- TASK -
Count the lines of the material below that contain the string "pink", and reply with the number alone.

- THE INPUT -
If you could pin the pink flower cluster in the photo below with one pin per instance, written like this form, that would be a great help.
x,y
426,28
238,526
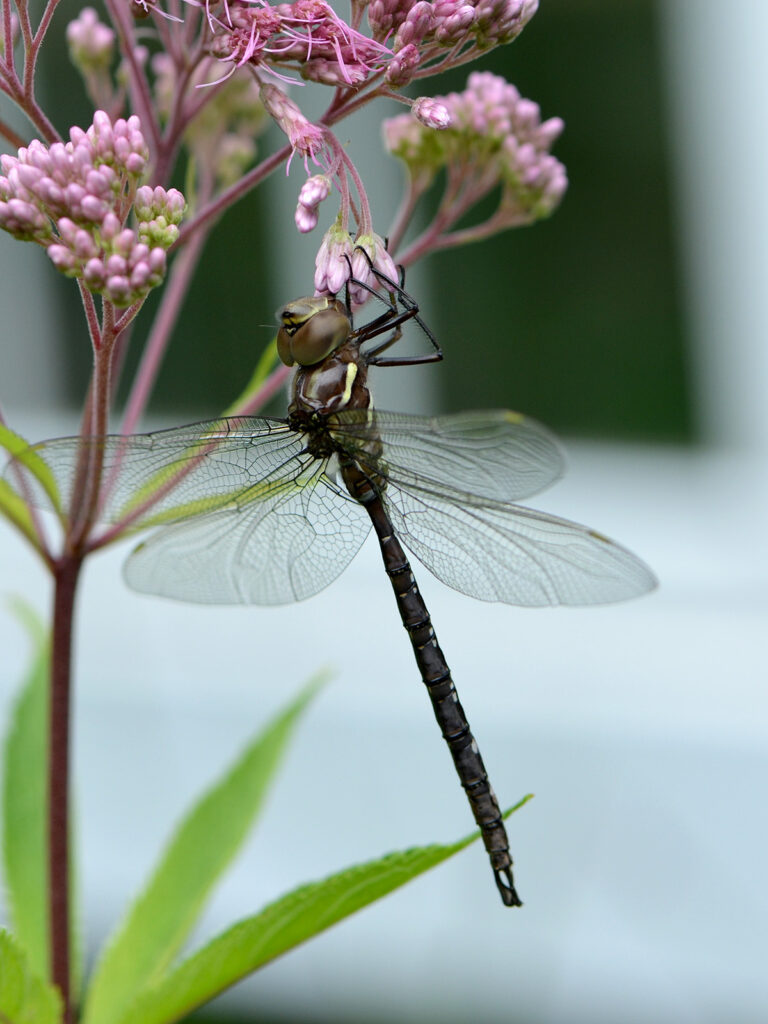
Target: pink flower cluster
x,y
91,42
495,137
305,138
306,35
75,199
340,257
420,32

- WORKED ANSWER -
2